- [TASK]
Reproduce exactly, with no other output, every line of the data below from the line containing "locate blue sky -- one point per instance" to the end, inclusive.

◇ ◇ ◇

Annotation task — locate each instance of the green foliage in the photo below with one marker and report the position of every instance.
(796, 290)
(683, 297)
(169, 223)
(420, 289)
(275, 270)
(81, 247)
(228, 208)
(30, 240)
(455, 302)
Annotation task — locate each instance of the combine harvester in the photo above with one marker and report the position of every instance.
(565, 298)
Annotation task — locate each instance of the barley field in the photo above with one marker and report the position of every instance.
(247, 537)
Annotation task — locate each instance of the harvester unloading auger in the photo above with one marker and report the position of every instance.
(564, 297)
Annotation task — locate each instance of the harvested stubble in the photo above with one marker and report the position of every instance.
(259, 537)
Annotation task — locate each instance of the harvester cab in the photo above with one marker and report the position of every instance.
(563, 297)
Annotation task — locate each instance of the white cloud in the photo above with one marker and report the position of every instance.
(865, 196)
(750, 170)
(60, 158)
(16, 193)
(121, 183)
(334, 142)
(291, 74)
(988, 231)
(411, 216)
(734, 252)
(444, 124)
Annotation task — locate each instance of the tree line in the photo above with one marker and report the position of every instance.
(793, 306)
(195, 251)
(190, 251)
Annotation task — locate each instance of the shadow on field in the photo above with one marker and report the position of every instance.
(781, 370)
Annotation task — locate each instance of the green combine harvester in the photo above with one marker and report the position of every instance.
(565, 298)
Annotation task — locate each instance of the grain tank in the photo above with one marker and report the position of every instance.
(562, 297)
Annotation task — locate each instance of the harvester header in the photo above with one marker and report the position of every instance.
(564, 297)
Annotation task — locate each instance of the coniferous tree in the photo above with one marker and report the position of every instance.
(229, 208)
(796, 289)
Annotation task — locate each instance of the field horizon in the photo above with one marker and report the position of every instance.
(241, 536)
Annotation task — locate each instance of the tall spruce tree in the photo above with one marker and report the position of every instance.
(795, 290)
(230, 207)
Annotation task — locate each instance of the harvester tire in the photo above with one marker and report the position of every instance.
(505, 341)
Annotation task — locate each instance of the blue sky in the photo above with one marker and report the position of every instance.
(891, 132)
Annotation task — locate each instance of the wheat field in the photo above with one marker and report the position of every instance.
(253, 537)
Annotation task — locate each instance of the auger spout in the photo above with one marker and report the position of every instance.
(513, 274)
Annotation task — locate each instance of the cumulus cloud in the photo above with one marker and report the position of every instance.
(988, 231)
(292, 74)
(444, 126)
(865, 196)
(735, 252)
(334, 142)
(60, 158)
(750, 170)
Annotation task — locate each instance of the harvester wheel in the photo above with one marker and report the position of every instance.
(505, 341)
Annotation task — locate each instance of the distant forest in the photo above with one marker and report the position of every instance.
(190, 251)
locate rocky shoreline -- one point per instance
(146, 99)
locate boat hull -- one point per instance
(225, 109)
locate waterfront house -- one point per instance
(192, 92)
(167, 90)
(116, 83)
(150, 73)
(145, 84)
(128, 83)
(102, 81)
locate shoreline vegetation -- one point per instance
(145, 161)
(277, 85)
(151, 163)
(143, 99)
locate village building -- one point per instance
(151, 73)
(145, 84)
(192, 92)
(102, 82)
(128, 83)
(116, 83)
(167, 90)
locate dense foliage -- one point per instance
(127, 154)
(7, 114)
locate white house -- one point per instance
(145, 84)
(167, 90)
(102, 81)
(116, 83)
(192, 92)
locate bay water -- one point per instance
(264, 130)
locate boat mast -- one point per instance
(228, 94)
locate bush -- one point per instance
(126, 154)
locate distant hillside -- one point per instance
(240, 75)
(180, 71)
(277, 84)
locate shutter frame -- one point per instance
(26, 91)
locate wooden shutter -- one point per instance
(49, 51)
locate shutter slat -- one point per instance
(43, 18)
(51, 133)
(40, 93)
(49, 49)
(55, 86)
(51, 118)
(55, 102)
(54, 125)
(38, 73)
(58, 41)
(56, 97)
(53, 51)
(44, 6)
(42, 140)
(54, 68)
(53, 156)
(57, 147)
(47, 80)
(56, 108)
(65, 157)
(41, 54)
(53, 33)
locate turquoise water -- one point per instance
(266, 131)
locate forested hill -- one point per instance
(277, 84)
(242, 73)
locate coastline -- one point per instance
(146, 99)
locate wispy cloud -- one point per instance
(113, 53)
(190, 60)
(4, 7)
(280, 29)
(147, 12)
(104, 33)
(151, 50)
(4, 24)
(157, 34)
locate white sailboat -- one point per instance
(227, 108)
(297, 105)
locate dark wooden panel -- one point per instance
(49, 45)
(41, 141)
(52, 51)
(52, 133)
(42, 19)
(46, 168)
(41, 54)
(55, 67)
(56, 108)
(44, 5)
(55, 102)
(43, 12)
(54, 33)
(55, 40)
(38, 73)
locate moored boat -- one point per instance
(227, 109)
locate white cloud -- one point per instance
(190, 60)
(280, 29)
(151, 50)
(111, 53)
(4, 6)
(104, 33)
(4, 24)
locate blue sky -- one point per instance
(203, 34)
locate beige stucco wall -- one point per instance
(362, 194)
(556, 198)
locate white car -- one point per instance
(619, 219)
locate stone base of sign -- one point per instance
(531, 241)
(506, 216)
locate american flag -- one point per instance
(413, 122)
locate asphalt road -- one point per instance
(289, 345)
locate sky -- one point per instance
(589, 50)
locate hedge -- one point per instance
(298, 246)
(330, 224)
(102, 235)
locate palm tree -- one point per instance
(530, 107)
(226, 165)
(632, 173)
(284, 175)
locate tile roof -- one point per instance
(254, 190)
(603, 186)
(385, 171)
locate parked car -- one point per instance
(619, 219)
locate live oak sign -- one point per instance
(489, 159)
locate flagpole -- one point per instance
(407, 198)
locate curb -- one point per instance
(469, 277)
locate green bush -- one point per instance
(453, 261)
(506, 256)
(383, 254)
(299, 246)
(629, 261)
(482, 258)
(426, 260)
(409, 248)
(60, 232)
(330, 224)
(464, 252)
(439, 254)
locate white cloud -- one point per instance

◇ ◇ ◇

- [WRITTEN SOLUTION]
locate blue sky -- one point per instance
(203, 34)
locate beige stucco wall -- one point per instance
(362, 194)
(556, 198)
locate white car -- one point per instance
(619, 219)
locate stone base of sign -- one point per instance
(531, 241)
(506, 216)
locate american flag -- one point per instance
(413, 122)
locate asphalt road -- one point per instance
(289, 345)
locate sky -- one point per instance
(589, 50)
locate hedge -- one point per instance
(298, 246)
(330, 224)
(102, 235)
locate palm tree -- one point per instance
(530, 107)
(226, 165)
(632, 173)
(284, 175)
locate tile roof -- one point per instance
(254, 190)
(603, 186)
(385, 171)
locate parked car -- one point per instance
(619, 219)
locate live oak sign -- one point per instance
(489, 159)
locate flagpole -- one point per instance
(407, 198)
locate curb -- one point per instance
(469, 277)
locate green bush -- one point per instance
(453, 261)
(506, 256)
(383, 254)
(299, 246)
(629, 261)
(482, 258)
(426, 260)
(409, 248)
(60, 232)
(330, 224)
(464, 252)
(439, 254)
locate white cloud -- one point per instance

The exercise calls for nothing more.